## Begin Page text

Voris might not want to believe this but Protestants and Eastern Orthodox are his brothers in the faith, whether he likes it or not. That faith is in Christ, not in institutions that claim authority in His name while blaspheming that name...and having done so for centuries.

Anonymous said...

Toni, Akron Ohio

Responding to Joseph D'Hippolito.

Joe, regarding your 12;27 am post. Tell me, if Protestants had organized schools where, for many years, Protestant teaching was taught and then that changed to where Catholics were allowed to attend and the Protestant teaching was diluted. Diluted to the point you no longer recognize it as Protestant teaching what would you say about that? I don't know what your allegiance is to Protestant teaching (being there are many different Protestant teaching) BUT, the Catholic church, for many years had (has ? I don't know) dogma. Now, I don't know what they have. Voris speaks to THAT.

Is it not true Protestants only have to ask for forgiveness to be saved? Catholics, whether you agree or not, believe it is through confession one is saved. Since all this watering down though even that's a joke. And from this watering down we see many In-name-only Catholic -- lay, schools, priests, nuns, Knights of Columbus, etc., etc., And from that, Catholics are on the pill, aborting, not attending Mass on Sunday and when they do they receive communion. I could go on but why bore the reader. Oh, and they believe like the Protestants - just ask for forgiveness. Where did that come from !! ?

Voris is my kind of Catholic. No watering down from him. That's the problem with Catholics (leadership too) don't recognize Catholic Dogma any longer. Some of our Bishops are trying to correct a huge error in letting dogma stray. Problems is, enough Bishops are liberal and standing in the way of the Bishops trying to turn things around.

Reformation anyone ? ! .

bill bannon said...

Richard,
The Church and thus all Popes cooperate with the divorce of unbaptized people in Pauline and Petrine privilege marriage cases. Technically those cases are supposed to go through the Vatican offices and always involve divorce.
Annullments also involve divorce and involve Church cooperation. Divorce is an intrinsic evil only for baptized, mentally healthy couples. It is a lesser evil in other cases of the non baptized or of the maturity deficient.
Obviously slavery can't be an intrinsic evil due to Leviticus 25 and by the way
"deportation" in the unqualified sense of section 80 can't be an intrinsic evil since in May of 2010, Pope Benedict allowed Italy to protect him by deporting 2 muslim students who had been planning to kill him.
Hence you're stuck with Benedict protecting himself by use of an intrinsic evil...deportation....unless Benedict rightly saw flaws in the unqualified nature of section 80.
Torture also cannot be an intrinsic evil unqualifiedly since Christ said, "The Scriptures cannot be broken" (Jn.10:35) which still applies to the book of Proverbs unlike Leviticus which Proverbs has several proverbs that include a rod being used on fools and it has this passage which prevents all torture from being evil per se:
Pro. 20:30 " Evil is cleasened away with bloody lashes and a scourging to the
inmost being."

So to sum up, we know that slavery is not an intrinsic evil from Leviticus 25; we know that deportation is not an intrinsic evil because Benedict cooperated with it to protect his life; and we know torture is not an intrinsic evil due to Proverbs in several places. Of course, all this is lost on you because you are an a priori person....ie evidence means zero.

I am not Spartacus said...

## End Page text
## Begin Data

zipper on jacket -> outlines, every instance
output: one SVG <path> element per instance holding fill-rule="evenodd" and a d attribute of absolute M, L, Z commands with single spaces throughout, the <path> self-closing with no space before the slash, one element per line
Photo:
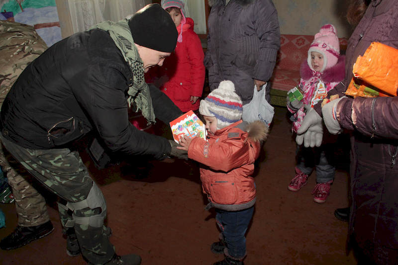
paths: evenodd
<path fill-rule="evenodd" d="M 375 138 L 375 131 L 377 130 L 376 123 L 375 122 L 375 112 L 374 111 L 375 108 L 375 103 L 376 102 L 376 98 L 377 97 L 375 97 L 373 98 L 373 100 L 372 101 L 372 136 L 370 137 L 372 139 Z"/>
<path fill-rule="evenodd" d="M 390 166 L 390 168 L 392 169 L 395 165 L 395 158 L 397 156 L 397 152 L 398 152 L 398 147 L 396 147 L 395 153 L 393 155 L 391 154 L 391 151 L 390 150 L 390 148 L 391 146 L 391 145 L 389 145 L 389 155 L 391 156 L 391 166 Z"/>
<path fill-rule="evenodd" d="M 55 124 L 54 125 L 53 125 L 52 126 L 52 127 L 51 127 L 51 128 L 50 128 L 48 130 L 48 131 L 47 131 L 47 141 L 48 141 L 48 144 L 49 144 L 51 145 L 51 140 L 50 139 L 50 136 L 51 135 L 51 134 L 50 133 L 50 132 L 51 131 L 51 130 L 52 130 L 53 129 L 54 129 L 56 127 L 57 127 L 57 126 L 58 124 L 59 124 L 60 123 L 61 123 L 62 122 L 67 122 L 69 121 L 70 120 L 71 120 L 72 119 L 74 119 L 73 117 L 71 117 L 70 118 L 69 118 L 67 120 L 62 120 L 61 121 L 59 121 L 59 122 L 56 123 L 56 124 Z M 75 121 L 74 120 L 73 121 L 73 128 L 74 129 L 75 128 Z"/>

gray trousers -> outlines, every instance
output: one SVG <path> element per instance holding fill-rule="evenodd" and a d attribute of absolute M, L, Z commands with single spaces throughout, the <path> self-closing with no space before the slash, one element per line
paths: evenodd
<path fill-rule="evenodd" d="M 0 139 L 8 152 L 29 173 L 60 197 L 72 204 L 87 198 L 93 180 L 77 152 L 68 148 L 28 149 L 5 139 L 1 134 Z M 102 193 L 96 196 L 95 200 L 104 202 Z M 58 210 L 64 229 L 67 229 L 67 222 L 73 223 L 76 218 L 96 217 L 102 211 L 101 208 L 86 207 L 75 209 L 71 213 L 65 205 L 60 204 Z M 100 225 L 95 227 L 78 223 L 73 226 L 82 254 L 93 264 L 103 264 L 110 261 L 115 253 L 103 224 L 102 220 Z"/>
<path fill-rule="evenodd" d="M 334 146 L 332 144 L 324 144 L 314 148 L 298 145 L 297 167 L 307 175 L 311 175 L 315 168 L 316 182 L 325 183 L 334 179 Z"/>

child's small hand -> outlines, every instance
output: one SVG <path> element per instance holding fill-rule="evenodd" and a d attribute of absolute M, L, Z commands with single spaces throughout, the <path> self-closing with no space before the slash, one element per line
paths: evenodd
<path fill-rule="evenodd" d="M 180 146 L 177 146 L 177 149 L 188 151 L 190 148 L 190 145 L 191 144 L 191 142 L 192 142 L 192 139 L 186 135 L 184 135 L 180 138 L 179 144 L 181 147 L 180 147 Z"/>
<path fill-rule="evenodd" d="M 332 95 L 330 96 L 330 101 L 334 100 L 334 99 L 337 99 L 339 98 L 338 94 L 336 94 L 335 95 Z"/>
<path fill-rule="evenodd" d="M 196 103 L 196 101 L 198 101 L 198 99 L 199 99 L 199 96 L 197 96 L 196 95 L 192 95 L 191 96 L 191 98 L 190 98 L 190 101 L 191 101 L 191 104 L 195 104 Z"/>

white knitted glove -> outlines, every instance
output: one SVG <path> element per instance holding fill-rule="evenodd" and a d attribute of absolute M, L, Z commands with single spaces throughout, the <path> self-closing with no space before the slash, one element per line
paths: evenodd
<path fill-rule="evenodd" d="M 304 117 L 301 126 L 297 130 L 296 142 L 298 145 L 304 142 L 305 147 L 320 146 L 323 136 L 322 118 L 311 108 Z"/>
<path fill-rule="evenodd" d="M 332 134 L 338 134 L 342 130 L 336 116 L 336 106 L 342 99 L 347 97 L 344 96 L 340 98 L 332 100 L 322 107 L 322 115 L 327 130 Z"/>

## End Data
## Begin Data

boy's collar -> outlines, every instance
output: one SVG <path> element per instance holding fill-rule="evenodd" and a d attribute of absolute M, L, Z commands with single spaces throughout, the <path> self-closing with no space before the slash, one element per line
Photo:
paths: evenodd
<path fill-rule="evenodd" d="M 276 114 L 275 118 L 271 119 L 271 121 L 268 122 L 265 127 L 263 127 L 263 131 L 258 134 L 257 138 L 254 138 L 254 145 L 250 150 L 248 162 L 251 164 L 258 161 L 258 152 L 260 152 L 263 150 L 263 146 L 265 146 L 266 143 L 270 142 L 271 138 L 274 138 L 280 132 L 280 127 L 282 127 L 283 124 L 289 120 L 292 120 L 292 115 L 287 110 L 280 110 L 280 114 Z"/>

## End Data

Objective: Return the passage of the comment thread above that lies between "Voris is my" and "the maturity deficient.", inclusive, copied word for word.

Correct answer:
Voris is my kind of Catholic. No watering down from him. That's the problem with Catholics (leadership too) don't recognize Catholic Dogma any longer. Some of our Bishops are trying to correct a huge error in letting dogma stray. Problems is, enough Bishops are liberal and standing in the way of the Bishops trying to turn things around.

Reformation anyone ? ! .

bill bannon said...

Richard,
The Church and thus all Popes cooperate with the divorce of unbaptized people in Pauline and Petrine privilege marriage cases. Technically those cases are supposed to go through the Vatican offices and always involve divorce.
Annullments also involve divorce and involve Church cooperation. Divorce is an intrinsic evil only for baptized, mentally healthy couples. It is a lesser evil in other cases of the non baptized or of the maturity deficient.